(Referring expression pointing data)
□ □ □ □ □ □ □

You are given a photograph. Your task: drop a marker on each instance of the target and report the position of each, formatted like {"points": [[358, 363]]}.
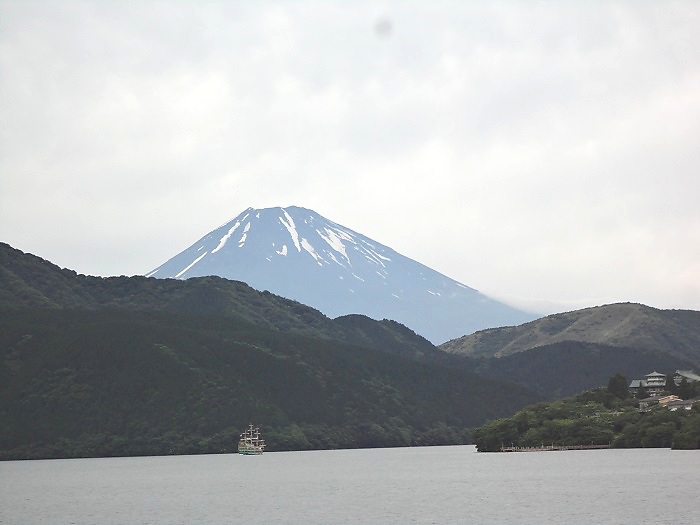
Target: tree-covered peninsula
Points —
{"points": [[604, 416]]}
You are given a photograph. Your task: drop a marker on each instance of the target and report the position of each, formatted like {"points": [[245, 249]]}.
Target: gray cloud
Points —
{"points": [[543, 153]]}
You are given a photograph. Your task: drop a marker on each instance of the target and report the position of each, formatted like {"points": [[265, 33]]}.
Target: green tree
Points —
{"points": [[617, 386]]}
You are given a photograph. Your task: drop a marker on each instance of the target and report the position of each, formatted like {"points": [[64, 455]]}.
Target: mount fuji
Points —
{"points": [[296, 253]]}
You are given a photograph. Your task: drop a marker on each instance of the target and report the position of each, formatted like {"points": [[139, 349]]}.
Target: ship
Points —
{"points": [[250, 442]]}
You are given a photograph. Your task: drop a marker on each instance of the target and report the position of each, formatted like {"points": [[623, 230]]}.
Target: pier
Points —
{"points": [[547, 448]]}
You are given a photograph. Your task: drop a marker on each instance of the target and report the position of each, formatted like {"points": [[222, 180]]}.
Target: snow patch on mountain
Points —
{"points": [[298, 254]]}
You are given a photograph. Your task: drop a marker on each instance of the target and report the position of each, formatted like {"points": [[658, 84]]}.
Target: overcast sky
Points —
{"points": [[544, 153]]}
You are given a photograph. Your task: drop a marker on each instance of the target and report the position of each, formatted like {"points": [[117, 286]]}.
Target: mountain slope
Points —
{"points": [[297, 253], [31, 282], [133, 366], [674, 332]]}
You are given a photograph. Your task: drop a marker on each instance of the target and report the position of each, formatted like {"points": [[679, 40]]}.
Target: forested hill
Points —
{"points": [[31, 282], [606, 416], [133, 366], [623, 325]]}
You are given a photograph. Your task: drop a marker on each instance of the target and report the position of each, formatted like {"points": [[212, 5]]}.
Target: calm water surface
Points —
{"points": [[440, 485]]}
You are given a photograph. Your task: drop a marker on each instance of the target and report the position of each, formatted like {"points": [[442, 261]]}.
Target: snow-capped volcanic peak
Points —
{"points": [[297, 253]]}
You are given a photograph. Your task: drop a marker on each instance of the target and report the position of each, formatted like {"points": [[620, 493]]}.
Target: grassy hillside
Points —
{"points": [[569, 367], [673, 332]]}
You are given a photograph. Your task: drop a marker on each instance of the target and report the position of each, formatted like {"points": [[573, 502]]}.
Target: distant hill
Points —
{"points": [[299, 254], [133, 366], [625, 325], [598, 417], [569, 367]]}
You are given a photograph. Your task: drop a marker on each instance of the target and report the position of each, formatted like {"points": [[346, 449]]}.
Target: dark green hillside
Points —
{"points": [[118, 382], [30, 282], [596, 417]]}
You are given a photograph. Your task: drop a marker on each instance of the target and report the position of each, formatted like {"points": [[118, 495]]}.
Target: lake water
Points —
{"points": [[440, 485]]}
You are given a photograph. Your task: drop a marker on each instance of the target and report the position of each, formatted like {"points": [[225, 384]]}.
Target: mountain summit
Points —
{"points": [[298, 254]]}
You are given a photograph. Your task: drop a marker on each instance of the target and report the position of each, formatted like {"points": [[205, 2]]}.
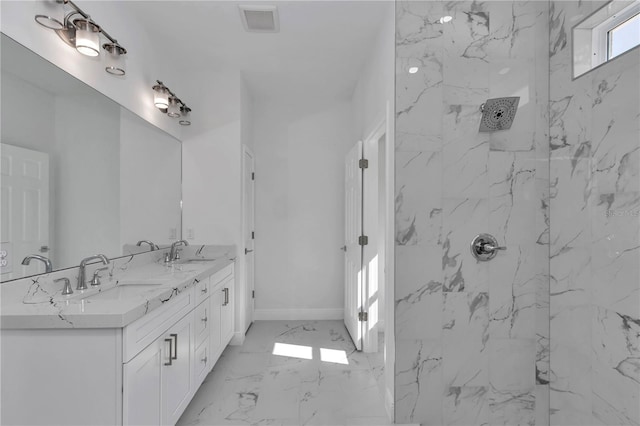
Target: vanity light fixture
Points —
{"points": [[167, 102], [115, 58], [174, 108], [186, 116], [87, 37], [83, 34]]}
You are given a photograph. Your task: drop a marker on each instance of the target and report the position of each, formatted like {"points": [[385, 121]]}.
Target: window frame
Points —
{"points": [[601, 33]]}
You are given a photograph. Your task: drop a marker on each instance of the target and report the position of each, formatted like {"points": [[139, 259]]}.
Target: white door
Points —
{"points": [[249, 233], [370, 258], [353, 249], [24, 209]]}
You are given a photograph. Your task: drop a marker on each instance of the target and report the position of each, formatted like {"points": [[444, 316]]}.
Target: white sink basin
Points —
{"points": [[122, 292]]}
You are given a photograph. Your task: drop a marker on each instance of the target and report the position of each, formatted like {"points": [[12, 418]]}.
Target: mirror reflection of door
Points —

□ □ □ □ □ □ □

* _EXERCISE DIRECTIONS_:
Write out the whole of the data exactly; the pictures stay out.

* _WORKED SOLUTION_:
You are given a photograph. Your task: drop a marker on each instance of the target and report the position of each, formatted like {"points": [[358, 363]]}.
Target: tree-covered peninsula
Points —
{"points": [[604, 416]]}
You are given a photograph. Your task: drop a marker on each instance of the target and report the position of each, formatted like {"points": [[245, 249]]}.
Target: gray cloud
Points —
{"points": [[543, 153]]}
You are given a photograph. Your task: drop a marker on each instance of the target and report the position of each, formatted like {"points": [[265, 33]]}.
Target: green tree
Points —
{"points": [[617, 386]]}
You are given a photograph. Your task: drop a marker on each instance of the target and report the position of each, formatted like {"points": [[64, 455]]}.
Target: mount fuji
Points —
{"points": [[296, 253]]}
You are given a photograph. Your task: drop a marker on each instance of the target and report the position of each, formatted like {"points": [[139, 349]]}.
Target: ship
Points —
{"points": [[250, 442]]}
You are given a photograph. Your task: drop a marker on each instance of the target and report the position of each, formatted like {"points": [[623, 230]]}.
Target: pier
Points —
{"points": [[547, 448]]}
You are given a photograph. Your task: drop a marker on each instance of the target and report the position of each, formatted like {"points": [[222, 180]]}.
Target: snow patch on mountain
Points —
{"points": [[298, 254]]}
You are given a photograph. Your task: drop a marker on each instance of the target and report the position of each, formatted like {"points": [[658, 84]]}.
Target: overcast sky
Points —
{"points": [[544, 153]]}
You are given a photograph. Your task: drop a marker on each instance of the target and report the position of each, formatted like {"points": [[117, 286]]}.
Target: mountain slope
Points —
{"points": [[297, 253], [31, 282], [133, 366], [674, 332]]}
You are given a photograph. Your task: drop a marker on each instance of the target and report the position of each, formatted like {"points": [[679, 40]]}.
Target: forested hill
Points —
{"points": [[31, 282], [606, 416], [133, 366], [623, 325]]}
You are given a photograph. Your task: drop a marker on each instance of the target and report the position of each, formatted like {"points": [[212, 5]]}.
Target: calm water surface
Points —
{"points": [[440, 485]]}
You are given a photograph. Your task: drop a marker on each instance of the target and report the position of each, formatted like {"points": [[442, 261]]}.
Target: snow-capped volcanic peak
Points —
{"points": [[297, 253]]}
You are given a photograph. Your task: drop a marker on each instance of the target and report the position of each, formatted like {"points": [[620, 493]]}.
Target: grassy hillside
Points —
{"points": [[569, 367], [673, 332]]}
You are given a photograph. Your task: drop a marker on each instance of the target and report the position of each, formatted like {"points": [[573, 502]]}.
Target: distant hill
Points —
{"points": [[299, 254], [133, 366], [625, 325], [598, 417], [569, 367]]}
You are given a photograph. Your task: drop a marker on each instance of the target and report the position of each, formatted like {"points": [[346, 449]]}.
Target: dark green hillside
Points —
{"points": [[118, 382], [30, 282], [596, 417]]}
You are given a photograph. Your task: drop a marker on each instance of the target and report the position of each, formatted like {"points": [[118, 495]]}.
Target: lake water
Points —
{"points": [[440, 485]]}
You are given a photograph. Your task: drop a marker on each instance of the target and report the position of each, formatted like {"points": [[225, 384]]}.
Target: mountain summit
Points —
{"points": [[298, 254]]}
You are given a photograph. Your task: drop a marker on each instance of the target and report the position of each, formatted like {"points": [[205, 2]]}.
Target: vanity light fixture
Points —
{"points": [[167, 102], [115, 58], [174, 108], [186, 116], [87, 37], [83, 34]]}
You are given a photograph. Your task: drop a marker on each instance of the target and report the position of each, formatted like {"points": [[385, 121]]}.
Target: window frame
Points —
{"points": [[601, 33]]}
You are given a photograph. Your task: drop a marker on each instance of the target and report the position of each, formatted like {"points": [[139, 259]]}.
Target: white door
Points —
{"points": [[249, 233], [370, 258], [353, 249], [24, 209]]}
You are given a photograph. Your task: drop a marker on each instance of the target and report the position of each, formatted like {"points": [[444, 316]]}.
Target: white sink basin
Points —
{"points": [[122, 292]]}
You are given a photograph. Your task: drop a marker on each instance of the target and report the position of each, formatted like {"points": [[12, 418]]}.
Target: mirror reflection of door
Points —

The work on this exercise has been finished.